EXCERPTED PASSAGE:

•••••

# Metal scene around Bristol



## jon6 (Mar 16, 2015)

We're looking at locations and currently Bristol is piquing our interest.

I'm a metal guitarist and for the last five years have been pretty much suffocated with the lack of musicians - let alone metal musicians - in my area. My current band is a nearly 90 minute drive to rehearsal and I don't get to hang with them as much as I would like.

So obviously, jobs and living aside, this is a big deal for me. What is the local metal band scene like in Bristol? Any favorite or usual clubs or bars?


----------



## JTG (Mar 16, 2015)

It's not huge but try starting with the Gryphon. Real ale and metal pub on Colston Street


----------



## xenon (Mar 16, 2015)

Fuck knows.


----------



## xenon (Mar 16, 2015)

Fancy a jam?


----------



## xenon (Mar 16, 2015)

Crown st nicks market. The hatchet. Pubs. Crown has v small live space downstairs.


----------



## Doctor Carrot (Mar 22, 2015)

Yeah another vote for the gryphon. You're bound to find musicians there. The hatchet isn't metal per sey but I'm sure that would be a good place too. Also, what's the name of that pub down a side street in st nicks market? I think that's metal ish too.

•••••

DATA SEGMENT:
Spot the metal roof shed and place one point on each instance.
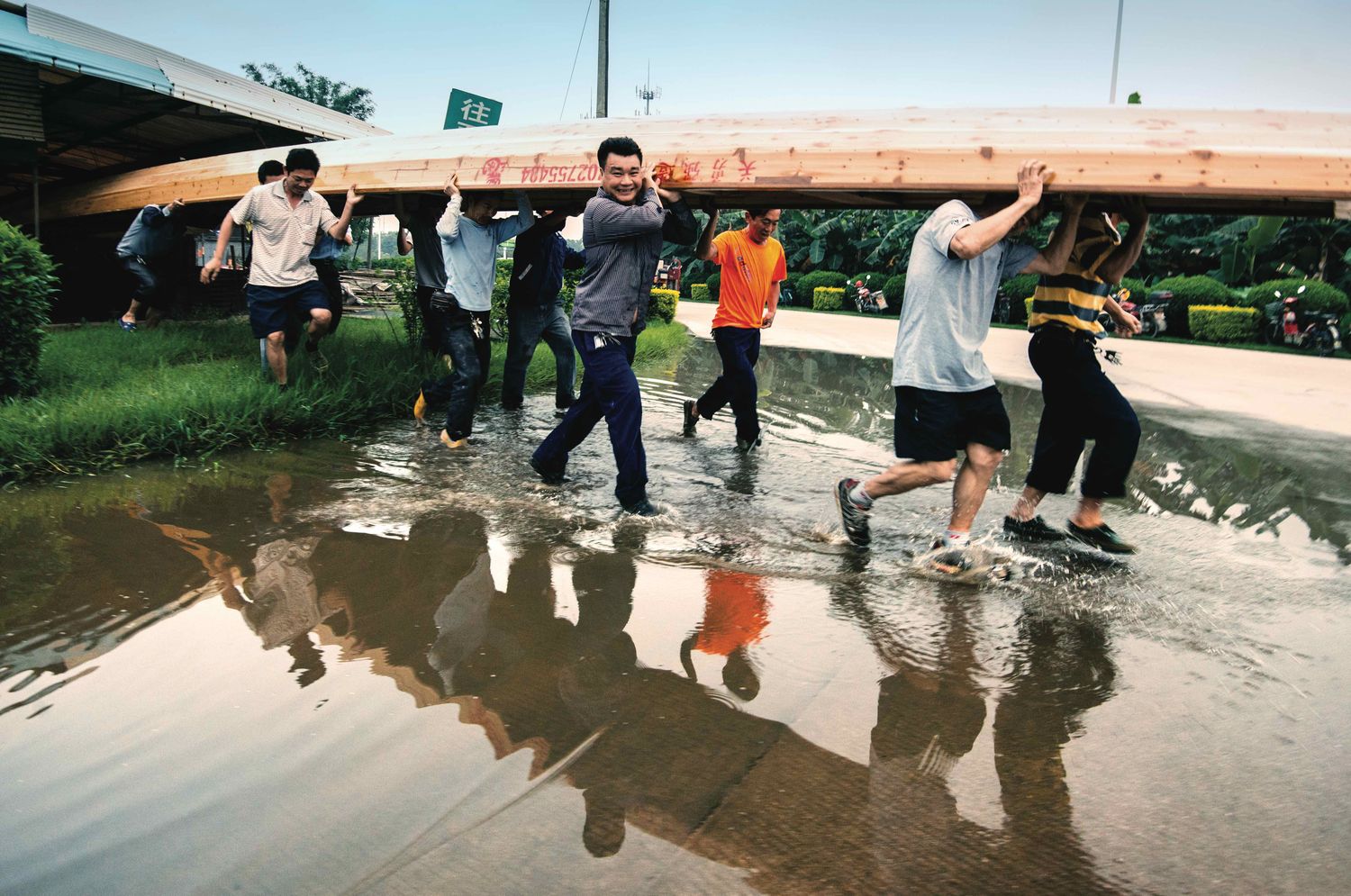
(78, 102)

•••••

REQUESTS:
**a.** Name each distinct username that posts in the Bristol metal scene thread.
**b.** Reproduce the Bristol metal scene thread from "Yeah another vote" up to and including "metal ish too.".
Rely on the Bristol metal scene thread alone.

RESPONSES BY TASK:
**a.** jon6, JTG, xenon, Doctor Carrot

**b.**
Yeah another vote for the gryphon. You're bound to find musicians there. The hatchet isn't metal per sey but I'm sure that would be a good place too. Also, what's the name of that pub down a side street in st nicks market? I think that's metal ish too.